§ **Parts of the exercise**
A – Copy the part of the researcher profile between "At the same" and "to meet them.", inclusive.
B – In the researcher profile, which two populations are named as examples of the diverse contexts studied?

§ **Document section**
Robert L. Tennyson, PhD
Researcher
I am a biological anthropologist studying how psychosocial stress shapes human health and aging across diverse contexts — from survivors of the American War in Vietnam to Division I student-athletes in the United States. By working with populations with very different life experiences, environments, and behavioral patterns, I aim to identify the pathways through which stress influences biological aging in modern humans and to anticipate emerging health inequities across populations. This comparative approach enables me to separate the effects of stress from the many social, ecological, and behavioral factors that often co-vary with it, making it possible to identify the mechanisms linking stress to aging.
At the same time, this variation provides insight into our evolutionary past. Humans evolved to rely on social networks, flexible cognition, and subjective experience to navigate complex worlds — adaptations that ultimately allowed our species to occupy nearly every region of the planet. By examining how challenges to these psychosocial systems affect biological aging today — both through direct physiological changes and indirect behavioral or social pathways — my research helps reconstruct the pressures our ancestors faced and the physiological systems that evolved to meet them.

§ **Record extracts**
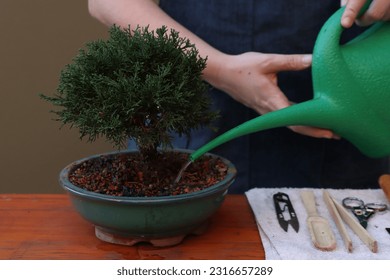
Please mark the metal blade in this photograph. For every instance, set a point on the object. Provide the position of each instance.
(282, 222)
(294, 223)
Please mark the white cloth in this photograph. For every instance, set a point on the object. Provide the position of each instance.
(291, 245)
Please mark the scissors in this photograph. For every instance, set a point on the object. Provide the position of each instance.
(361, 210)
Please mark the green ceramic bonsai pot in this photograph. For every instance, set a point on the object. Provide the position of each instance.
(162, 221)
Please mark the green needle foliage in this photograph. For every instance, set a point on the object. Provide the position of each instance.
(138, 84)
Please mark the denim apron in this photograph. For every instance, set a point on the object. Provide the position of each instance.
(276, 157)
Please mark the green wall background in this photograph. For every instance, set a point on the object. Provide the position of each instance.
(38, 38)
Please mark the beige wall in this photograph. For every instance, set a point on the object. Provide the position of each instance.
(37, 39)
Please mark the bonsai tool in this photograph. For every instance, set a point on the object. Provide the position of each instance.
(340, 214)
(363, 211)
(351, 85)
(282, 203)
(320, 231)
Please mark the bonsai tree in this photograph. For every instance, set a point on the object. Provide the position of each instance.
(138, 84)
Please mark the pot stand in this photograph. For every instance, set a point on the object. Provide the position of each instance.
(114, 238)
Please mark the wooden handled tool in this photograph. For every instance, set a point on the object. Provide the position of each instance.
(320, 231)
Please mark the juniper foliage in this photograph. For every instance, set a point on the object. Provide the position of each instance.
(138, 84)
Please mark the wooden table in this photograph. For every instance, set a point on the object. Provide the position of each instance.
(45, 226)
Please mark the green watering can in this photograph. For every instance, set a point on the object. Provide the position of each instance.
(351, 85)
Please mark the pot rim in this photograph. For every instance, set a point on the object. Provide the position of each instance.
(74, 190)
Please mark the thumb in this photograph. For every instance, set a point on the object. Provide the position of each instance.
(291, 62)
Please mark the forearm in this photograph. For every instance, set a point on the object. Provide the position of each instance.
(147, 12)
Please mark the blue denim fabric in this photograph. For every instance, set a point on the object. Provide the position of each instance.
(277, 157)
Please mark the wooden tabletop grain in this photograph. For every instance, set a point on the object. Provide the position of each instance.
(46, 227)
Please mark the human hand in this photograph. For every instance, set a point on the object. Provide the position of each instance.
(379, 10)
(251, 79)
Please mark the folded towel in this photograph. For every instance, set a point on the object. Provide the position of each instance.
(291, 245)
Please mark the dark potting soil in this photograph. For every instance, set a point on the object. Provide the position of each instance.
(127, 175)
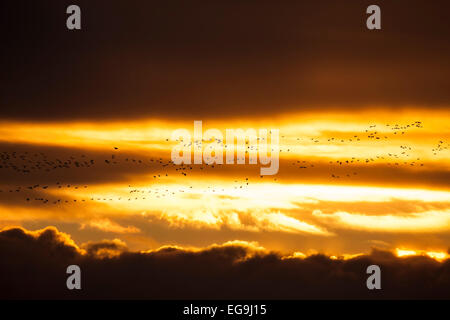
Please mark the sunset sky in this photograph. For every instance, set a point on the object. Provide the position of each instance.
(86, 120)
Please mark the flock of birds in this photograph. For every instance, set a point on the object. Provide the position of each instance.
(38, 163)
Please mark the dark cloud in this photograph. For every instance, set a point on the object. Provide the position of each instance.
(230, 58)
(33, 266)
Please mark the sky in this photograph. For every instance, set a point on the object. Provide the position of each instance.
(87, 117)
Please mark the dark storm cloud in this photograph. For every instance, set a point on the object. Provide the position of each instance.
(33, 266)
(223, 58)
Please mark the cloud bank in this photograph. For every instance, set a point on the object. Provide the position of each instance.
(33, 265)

* * *

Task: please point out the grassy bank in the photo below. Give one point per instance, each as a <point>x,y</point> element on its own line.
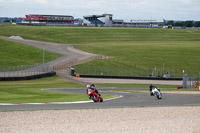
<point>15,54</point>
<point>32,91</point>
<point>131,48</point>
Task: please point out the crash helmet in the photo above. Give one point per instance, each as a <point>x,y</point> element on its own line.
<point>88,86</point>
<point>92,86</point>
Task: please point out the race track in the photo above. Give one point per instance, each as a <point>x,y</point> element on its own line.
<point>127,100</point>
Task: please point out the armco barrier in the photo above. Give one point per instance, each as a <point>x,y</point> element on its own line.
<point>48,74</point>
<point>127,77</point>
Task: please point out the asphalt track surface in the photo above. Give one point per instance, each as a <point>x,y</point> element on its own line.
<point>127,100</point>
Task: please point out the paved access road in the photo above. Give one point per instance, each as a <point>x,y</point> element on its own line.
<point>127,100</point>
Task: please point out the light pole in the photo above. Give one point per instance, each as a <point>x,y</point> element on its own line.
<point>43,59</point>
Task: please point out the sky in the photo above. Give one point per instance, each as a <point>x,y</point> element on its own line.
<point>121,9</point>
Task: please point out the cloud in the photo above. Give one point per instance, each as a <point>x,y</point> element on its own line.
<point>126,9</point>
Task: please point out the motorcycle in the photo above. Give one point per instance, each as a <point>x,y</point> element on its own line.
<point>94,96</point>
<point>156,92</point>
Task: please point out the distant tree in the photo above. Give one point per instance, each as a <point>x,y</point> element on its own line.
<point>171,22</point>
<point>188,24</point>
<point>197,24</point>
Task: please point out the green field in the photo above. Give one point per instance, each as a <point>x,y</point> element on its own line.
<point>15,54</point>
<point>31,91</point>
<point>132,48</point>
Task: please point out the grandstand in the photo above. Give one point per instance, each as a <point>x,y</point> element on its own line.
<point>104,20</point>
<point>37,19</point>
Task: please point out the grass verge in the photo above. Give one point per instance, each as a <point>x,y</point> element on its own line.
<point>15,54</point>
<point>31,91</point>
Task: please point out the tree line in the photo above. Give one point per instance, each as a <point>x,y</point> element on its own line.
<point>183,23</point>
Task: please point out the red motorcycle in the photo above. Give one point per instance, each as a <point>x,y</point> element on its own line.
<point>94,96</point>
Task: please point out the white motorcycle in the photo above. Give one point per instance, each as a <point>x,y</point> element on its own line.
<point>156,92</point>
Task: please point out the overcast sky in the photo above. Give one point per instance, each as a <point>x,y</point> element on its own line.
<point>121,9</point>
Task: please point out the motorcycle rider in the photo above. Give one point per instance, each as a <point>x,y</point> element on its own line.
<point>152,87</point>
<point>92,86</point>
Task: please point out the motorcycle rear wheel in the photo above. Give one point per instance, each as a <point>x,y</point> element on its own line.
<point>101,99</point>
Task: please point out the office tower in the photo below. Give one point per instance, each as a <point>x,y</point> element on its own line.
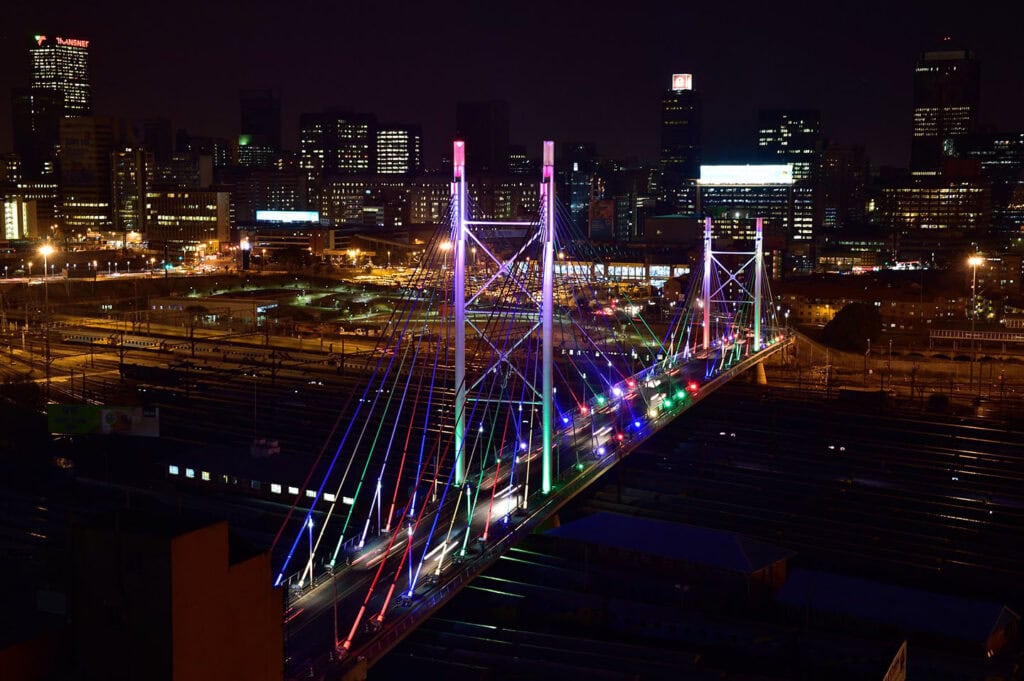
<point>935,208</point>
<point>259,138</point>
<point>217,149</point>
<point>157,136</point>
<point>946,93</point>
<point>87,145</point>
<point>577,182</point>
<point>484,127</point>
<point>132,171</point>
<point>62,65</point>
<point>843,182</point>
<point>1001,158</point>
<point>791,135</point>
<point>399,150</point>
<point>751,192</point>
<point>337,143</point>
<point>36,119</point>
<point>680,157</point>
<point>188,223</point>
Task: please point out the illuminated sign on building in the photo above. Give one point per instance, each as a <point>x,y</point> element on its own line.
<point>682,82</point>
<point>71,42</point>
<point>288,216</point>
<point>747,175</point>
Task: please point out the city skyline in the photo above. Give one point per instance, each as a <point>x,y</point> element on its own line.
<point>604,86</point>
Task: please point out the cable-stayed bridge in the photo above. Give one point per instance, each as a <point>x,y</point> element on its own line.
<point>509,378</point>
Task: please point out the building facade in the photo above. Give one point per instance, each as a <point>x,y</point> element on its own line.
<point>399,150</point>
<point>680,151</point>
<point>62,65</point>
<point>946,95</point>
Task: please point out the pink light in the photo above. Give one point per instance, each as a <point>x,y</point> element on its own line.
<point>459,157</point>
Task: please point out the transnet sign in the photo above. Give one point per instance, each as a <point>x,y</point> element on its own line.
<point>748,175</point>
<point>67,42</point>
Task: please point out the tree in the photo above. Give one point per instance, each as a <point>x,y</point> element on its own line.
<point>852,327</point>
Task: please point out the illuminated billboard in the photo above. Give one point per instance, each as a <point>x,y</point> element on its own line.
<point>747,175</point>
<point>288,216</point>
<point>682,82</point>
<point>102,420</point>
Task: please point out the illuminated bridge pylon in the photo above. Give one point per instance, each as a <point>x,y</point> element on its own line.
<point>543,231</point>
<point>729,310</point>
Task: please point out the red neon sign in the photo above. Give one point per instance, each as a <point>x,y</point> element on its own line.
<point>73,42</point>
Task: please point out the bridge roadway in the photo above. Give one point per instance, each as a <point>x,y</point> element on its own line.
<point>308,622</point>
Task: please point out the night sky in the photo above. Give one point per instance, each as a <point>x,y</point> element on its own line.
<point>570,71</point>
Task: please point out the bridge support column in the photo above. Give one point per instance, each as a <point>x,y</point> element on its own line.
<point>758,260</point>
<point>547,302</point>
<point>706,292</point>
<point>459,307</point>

§ **Numbered answers**
A –
At the same time, this variation provides insight into our evolutionary past. Humans evolved to rely on social networks, flexible cognition, and subjective experience to navigate complex worlds — adaptations that ultimately allowed our species to occupy nearly every region of the planet. By examining how challenges to these psychosocial systems affect biological aging today — both through direct physiological changes and indirect behavioral or social pathways — my research helps reconstruct the pressures our ancestors faced and the physiological systems that evolved to meet them.

B – Survivors of the American War in Vietnam and Division I student-athletes in the United States.